WHAT IS NEEDED: In the entries that follow, the first line to write out is the one containing "target: white t-shirt with 40 print", and the last is the one containing "target: red dirt ground". Reproduce that stretch exactly, with nothing before or after it.

(Stored records)

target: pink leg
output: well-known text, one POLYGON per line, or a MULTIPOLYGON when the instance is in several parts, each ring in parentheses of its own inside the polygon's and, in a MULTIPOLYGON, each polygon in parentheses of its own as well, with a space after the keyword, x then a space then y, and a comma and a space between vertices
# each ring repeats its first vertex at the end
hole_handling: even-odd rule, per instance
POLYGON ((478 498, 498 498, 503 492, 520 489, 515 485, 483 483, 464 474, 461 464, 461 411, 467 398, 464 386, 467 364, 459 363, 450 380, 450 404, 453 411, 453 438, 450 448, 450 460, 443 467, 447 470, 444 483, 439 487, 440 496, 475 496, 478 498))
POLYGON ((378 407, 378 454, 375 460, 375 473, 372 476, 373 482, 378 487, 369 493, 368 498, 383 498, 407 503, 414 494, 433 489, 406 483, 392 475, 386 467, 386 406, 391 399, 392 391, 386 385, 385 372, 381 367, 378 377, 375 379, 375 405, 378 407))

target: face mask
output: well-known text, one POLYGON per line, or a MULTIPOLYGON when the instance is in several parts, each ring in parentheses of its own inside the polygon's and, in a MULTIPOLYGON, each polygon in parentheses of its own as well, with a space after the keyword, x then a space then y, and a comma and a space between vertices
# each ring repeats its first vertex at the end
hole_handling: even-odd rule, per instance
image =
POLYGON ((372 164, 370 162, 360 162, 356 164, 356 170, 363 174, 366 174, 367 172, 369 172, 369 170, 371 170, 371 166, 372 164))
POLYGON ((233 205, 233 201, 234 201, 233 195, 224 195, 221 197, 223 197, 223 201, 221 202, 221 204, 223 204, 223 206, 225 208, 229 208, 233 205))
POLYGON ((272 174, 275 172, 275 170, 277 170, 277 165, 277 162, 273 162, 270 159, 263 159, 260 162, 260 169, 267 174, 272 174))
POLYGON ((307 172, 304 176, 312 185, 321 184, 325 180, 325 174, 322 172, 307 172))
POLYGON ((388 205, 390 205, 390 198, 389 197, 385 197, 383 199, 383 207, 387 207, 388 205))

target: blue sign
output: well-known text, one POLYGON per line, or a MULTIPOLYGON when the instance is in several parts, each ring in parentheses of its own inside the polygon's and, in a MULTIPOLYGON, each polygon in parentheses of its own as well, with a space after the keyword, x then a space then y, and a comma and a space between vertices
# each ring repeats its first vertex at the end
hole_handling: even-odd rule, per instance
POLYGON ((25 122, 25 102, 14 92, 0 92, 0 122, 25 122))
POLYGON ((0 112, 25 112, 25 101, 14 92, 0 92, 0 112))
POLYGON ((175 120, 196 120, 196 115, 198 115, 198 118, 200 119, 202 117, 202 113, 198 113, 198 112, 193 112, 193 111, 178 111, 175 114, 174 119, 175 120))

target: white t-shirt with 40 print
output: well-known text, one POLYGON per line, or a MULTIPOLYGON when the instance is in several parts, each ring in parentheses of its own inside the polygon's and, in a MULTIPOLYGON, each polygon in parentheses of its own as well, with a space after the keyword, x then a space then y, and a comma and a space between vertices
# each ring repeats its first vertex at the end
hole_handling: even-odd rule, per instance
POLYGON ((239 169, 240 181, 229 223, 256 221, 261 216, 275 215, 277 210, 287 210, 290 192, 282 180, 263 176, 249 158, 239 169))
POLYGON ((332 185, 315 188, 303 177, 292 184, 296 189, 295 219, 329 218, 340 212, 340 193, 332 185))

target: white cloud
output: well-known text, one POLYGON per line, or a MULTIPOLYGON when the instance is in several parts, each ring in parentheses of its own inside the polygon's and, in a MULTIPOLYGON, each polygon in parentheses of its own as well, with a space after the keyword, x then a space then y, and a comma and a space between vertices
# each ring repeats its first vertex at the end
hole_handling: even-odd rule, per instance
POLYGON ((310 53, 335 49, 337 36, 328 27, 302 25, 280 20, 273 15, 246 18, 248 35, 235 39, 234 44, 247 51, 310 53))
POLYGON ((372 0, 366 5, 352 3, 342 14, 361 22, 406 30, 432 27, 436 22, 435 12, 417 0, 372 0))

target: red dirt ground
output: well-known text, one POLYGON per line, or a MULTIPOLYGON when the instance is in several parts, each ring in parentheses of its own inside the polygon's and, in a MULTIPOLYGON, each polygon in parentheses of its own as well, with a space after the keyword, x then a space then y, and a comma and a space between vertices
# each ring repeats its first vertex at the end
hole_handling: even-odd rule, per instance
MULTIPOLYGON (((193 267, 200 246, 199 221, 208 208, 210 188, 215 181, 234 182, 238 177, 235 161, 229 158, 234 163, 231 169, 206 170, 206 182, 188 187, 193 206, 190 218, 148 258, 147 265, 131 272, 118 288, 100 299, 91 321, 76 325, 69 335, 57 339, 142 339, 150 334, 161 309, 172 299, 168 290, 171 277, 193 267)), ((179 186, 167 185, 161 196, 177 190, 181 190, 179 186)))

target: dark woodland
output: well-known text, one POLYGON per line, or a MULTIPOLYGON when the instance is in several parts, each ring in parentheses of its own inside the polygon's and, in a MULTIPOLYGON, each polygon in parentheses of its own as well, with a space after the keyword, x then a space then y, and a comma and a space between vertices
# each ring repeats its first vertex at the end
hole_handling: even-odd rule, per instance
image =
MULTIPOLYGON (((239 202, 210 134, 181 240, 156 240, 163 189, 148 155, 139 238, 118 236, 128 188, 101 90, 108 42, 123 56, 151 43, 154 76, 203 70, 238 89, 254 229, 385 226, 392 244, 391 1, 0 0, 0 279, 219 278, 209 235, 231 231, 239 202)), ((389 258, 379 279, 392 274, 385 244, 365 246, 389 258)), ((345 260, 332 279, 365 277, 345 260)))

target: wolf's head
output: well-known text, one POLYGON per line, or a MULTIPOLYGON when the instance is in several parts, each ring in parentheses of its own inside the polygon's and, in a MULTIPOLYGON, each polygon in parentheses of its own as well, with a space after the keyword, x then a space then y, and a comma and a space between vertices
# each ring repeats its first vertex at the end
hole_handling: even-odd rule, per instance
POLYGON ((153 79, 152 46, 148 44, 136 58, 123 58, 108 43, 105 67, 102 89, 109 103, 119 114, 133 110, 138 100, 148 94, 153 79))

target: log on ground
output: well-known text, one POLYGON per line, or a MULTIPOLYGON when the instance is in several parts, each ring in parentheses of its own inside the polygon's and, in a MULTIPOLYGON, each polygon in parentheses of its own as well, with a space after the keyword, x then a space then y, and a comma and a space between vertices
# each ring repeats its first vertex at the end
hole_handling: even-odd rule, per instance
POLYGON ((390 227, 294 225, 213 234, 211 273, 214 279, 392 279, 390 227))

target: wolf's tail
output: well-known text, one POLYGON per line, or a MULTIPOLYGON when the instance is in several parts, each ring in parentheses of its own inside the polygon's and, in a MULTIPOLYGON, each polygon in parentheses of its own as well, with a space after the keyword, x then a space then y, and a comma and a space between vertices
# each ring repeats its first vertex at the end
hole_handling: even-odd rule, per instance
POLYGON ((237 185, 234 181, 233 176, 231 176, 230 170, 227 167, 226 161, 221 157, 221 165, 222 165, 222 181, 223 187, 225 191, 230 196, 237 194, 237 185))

REPLY:
target: white t-shirt with 40 print
output: well-known text, one POLYGON per line, or a MULTIPOLYGON when the instance is in several parts, each ring in parentheses of its own inside the polygon's and, in a MULTIPOLYGON, each polygon in parentheses of its own as well, with a space after the keyword, x then a space then y, and a comma and a space between vertices
# each ring repeats its first vertex at the end
hole_handling: even-odd rule, per instance
POLYGON ((239 169, 240 181, 229 223, 256 221, 261 216, 275 215, 277 210, 287 210, 290 192, 282 180, 263 176, 249 158, 239 169))
POLYGON ((332 185, 315 188, 303 177, 292 184, 296 189, 295 219, 329 218, 340 212, 340 193, 332 185))

target: white cloud
output: well-known text, one POLYGON per line, or a MULTIPOLYGON when the instance is in several parts, each ring in parentheses of its own inside the polygon's and, in a MULTIPOLYGON, each polygon in parentheses of its own as well, with a space after the keyword, x then a space then y, and a comma and a space between vertices
# each ring repeats its first vertex at the end
hole_handling: even-odd rule, per instance
POLYGON ((310 53, 335 49, 337 36, 328 27, 302 25, 280 20, 273 15, 246 18, 248 35, 235 39, 234 44, 247 51, 310 53))
POLYGON ((372 0, 366 5, 352 3, 342 14, 361 22, 406 30, 432 27, 436 22, 435 12, 417 0, 372 0))

target: red dirt ground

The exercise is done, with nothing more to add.